**EXCERPTED RECORDS**

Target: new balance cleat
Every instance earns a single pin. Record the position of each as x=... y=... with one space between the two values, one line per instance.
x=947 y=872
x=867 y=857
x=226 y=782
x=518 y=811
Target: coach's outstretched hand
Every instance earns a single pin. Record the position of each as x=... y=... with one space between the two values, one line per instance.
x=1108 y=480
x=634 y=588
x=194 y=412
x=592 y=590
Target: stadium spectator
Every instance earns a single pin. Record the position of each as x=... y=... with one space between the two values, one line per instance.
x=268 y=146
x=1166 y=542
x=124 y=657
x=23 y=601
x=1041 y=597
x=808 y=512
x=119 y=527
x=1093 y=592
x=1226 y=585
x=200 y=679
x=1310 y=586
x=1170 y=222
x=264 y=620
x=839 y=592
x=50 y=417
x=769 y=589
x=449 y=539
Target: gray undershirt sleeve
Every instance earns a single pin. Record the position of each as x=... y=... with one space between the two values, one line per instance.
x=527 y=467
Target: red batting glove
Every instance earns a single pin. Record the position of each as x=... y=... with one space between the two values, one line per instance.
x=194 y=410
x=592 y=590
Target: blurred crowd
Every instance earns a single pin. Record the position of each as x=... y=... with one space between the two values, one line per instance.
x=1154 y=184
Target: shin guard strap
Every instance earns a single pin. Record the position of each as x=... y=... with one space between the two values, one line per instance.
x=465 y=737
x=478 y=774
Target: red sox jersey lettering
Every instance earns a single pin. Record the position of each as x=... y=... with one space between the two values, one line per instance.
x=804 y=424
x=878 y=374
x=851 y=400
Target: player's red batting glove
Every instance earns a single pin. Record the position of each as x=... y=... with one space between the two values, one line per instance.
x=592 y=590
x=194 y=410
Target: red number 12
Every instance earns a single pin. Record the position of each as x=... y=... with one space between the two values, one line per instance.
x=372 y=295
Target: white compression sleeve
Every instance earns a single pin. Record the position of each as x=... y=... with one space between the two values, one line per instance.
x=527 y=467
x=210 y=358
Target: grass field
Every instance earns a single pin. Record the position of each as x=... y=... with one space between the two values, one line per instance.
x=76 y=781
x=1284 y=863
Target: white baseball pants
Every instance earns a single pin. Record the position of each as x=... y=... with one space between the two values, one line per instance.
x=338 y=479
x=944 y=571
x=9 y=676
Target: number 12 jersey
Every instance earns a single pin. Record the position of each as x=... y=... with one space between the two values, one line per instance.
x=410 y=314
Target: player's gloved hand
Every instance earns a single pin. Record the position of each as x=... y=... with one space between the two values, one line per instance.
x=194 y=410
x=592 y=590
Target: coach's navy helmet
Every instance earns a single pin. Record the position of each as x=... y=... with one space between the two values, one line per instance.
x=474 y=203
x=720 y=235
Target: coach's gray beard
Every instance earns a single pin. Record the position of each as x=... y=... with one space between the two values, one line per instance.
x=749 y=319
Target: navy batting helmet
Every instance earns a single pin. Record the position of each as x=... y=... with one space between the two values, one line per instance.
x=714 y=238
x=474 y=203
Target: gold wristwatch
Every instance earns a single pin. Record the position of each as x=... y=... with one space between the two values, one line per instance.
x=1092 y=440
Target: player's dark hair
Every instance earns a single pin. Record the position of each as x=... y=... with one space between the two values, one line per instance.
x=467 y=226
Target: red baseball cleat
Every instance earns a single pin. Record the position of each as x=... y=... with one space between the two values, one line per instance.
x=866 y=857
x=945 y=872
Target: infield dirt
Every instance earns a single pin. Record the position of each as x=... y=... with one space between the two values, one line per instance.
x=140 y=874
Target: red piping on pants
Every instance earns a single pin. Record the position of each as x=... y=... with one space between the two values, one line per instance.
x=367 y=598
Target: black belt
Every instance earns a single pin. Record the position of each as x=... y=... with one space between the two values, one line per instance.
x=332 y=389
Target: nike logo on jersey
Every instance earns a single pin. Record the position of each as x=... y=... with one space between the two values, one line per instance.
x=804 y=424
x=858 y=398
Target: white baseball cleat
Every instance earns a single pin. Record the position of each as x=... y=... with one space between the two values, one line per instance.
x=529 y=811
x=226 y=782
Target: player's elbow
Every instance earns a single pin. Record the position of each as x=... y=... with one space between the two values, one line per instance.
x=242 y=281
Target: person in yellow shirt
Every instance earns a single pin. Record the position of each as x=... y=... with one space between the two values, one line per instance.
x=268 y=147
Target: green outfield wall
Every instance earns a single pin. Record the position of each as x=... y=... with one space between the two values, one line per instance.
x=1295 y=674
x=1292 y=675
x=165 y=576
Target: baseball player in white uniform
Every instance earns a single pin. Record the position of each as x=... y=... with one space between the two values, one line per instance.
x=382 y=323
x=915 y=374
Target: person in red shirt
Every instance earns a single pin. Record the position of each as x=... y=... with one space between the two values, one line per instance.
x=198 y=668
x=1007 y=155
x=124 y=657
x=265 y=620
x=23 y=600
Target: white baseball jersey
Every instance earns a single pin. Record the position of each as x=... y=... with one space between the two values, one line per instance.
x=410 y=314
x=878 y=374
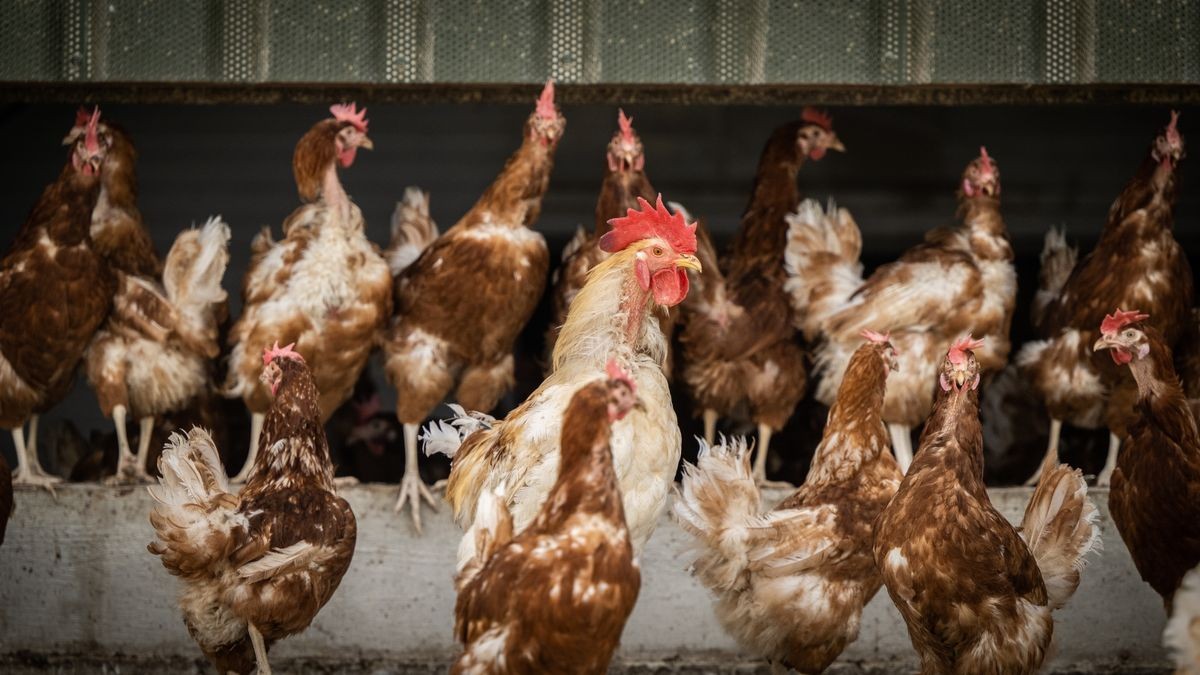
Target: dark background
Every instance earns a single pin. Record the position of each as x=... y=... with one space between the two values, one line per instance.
x=1059 y=166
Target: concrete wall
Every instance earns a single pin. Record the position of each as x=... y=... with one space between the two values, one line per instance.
x=79 y=592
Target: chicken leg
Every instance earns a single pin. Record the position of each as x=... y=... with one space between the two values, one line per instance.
x=760 y=460
x=256 y=638
x=29 y=470
x=124 y=455
x=1110 y=463
x=1051 y=458
x=256 y=430
x=709 y=425
x=901 y=444
x=412 y=489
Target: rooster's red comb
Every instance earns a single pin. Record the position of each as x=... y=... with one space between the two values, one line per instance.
x=546 y=101
x=271 y=353
x=649 y=221
x=819 y=118
x=91 y=142
x=348 y=112
x=958 y=353
x=985 y=160
x=1173 y=132
x=627 y=127
x=619 y=374
x=877 y=338
x=1119 y=320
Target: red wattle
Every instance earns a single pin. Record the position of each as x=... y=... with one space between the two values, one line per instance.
x=670 y=287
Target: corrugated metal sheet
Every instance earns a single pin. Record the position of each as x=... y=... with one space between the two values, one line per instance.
x=695 y=42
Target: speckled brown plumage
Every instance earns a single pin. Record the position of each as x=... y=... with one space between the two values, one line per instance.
x=743 y=352
x=791 y=583
x=1135 y=264
x=1155 y=499
x=269 y=557
x=54 y=293
x=461 y=305
x=624 y=180
x=975 y=592
x=556 y=597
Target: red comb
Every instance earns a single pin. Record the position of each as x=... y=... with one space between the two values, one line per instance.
x=649 y=221
x=985 y=160
x=627 y=127
x=90 y=141
x=877 y=338
x=1173 y=133
x=546 y=101
x=616 y=372
x=349 y=113
x=1119 y=320
x=270 y=353
x=819 y=118
x=958 y=353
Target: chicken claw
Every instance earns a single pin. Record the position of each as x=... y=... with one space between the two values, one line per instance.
x=34 y=479
x=412 y=491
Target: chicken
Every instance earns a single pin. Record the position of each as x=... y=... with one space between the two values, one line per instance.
x=1137 y=262
x=976 y=592
x=961 y=279
x=447 y=335
x=624 y=181
x=616 y=315
x=5 y=496
x=1155 y=499
x=739 y=352
x=153 y=354
x=324 y=287
x=1182 y=633
x=54 y=293
x=791 y=583
x=258 y=566
x=555 y=598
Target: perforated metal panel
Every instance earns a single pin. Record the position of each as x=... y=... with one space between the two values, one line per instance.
x=603 y=41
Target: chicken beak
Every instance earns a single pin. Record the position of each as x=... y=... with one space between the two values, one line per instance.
x=1102 y=344
x=689 y=262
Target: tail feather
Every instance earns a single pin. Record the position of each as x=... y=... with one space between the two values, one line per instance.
x=1060 y=529
x=1182 y=634
x=718 y=500
x=447 y=436
x=196 y=517
x=1057 y=262
x=822 y=262
x=412 y=230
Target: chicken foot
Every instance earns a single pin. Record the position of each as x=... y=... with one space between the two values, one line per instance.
x=760 y=460
x=256 y=430
x=1110 y=463
x=29 y=470
x=1051 y=458
x=901 y=444
x=412 y=489
x=256 y=639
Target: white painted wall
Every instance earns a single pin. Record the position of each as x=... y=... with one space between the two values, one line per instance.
x=78 y=586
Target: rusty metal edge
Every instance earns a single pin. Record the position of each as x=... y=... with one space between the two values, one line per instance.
x=201 y=93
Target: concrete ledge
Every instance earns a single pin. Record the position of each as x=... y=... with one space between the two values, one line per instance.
x=79 y=593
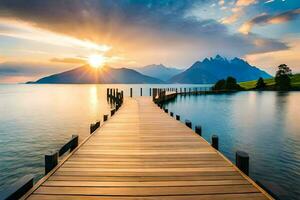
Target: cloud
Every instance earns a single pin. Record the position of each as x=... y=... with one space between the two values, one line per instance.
x=269 y=1
x=25 y=30
x=265 y=19
x=143 y=31
x=245 y=2
x=270 y=60
x=68 y=60
x=23 y=72
x=221 y=2
x=237 y=11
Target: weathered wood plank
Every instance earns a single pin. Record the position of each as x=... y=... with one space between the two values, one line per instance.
x=143 y=153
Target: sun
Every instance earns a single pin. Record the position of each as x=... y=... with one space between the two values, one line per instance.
x=96 y=60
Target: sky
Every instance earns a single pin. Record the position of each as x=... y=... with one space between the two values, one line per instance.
x=42 y=37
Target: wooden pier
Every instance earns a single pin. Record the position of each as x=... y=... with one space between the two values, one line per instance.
x=143 y=153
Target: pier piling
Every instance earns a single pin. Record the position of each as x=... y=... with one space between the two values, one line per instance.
x=188 y=123
x=242 y=161
x=198 y=130
x=215 y=142
x=51 y=161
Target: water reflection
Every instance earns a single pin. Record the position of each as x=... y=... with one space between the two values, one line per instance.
x=264 y=124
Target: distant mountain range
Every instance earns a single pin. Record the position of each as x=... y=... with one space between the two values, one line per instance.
x=86 y=74
x=208 y=71
x=213 y=69
x=159 y=71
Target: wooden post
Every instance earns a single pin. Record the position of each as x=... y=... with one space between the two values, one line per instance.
x=215 y=142
x=198 y=130
x=242 y=161
x=188 y=123
x=112 y=112
x=74 y=142
x=18 y=189
x=51 y=161
x=105 y=117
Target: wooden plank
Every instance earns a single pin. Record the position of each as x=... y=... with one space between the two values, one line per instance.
x=143 y=153
x=247 y=196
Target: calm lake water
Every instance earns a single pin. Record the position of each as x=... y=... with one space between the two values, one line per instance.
x=36 y=119
x=264 y=124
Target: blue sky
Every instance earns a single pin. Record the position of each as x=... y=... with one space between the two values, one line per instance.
x=38 y=37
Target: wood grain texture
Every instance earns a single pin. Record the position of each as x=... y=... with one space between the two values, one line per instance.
x=143 y=153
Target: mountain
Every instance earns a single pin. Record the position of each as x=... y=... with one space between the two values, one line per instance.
x=213 y=69
x=159 y=71
x=86 y=74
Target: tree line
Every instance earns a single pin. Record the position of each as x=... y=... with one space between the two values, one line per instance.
x=282 y=81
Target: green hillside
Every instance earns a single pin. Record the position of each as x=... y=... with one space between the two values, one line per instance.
x=249 y=85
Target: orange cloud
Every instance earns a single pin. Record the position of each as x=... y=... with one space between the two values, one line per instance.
x=264 y=19
x=68 y=60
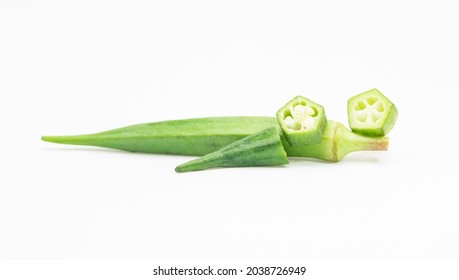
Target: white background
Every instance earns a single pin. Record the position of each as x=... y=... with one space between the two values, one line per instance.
x=69 y=67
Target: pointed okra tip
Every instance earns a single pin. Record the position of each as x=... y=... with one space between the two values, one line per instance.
x=371 y=113
x=302 y=121
x=263 y=148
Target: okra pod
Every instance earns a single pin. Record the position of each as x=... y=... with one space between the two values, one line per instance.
x=302 y=121
x=201 y=136
x=371 y=113
x=263 y=148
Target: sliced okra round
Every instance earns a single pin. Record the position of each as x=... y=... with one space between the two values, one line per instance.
x=302 y=121
x=371 y=114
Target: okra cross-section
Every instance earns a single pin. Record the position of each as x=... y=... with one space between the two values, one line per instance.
x=302 y=121
x=371 y=113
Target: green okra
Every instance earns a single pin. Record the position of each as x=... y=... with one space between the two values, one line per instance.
x=371 y=113
x=201 y=136
x=302 y=121
x=337 y=141
x=263 y=148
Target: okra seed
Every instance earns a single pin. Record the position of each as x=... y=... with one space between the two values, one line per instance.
x=360 y=106
x=371 y=100
x=362 y=116
x=309 y=122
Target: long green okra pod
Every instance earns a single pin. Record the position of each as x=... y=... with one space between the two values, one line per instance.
x=201 y=136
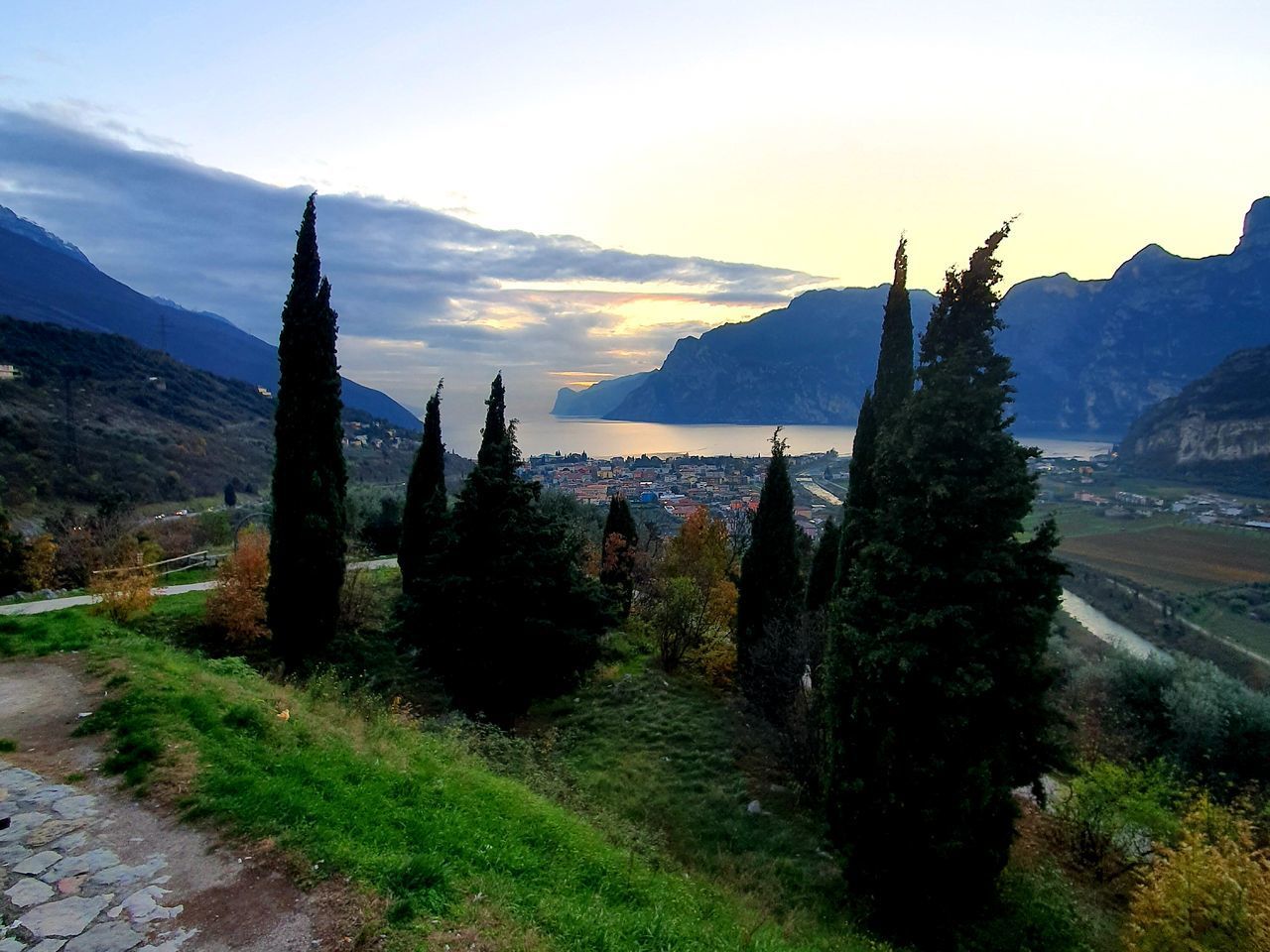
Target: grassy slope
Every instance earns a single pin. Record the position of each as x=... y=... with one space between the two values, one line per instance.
x=397 y=809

**TASK INSTRUCTIONS**
Rewrite every line from the line with "Target: coach's gray beard" up to and including the line with "x=467 y=226", raising each x and y coordinate in the answers by 142 and leaving all other wording unchanged.

**FULL ANSWER**
Target: coach's gray beard
Every instance earns a single pin. Record the position of each as x=... y=... with one space between the two values, one line per instance.
x=891 y=461
Target: navy batting helmet
Every instance earns a single pin. Record the position of each as x=... y=... with one space between the two values, one line per instance.
x=856 y=380
x=616 y=345
Target: gold wristwatch
Every instance earns a single pin. Record the position of each as x=... y=... with one space between the two values, one line per instance.
x=1234 y=582
Target: player's dark hair
Every instance earns a single pin. Record the position of each as x=... y=... with one space between the two values, one line per instance.
x=609 y=368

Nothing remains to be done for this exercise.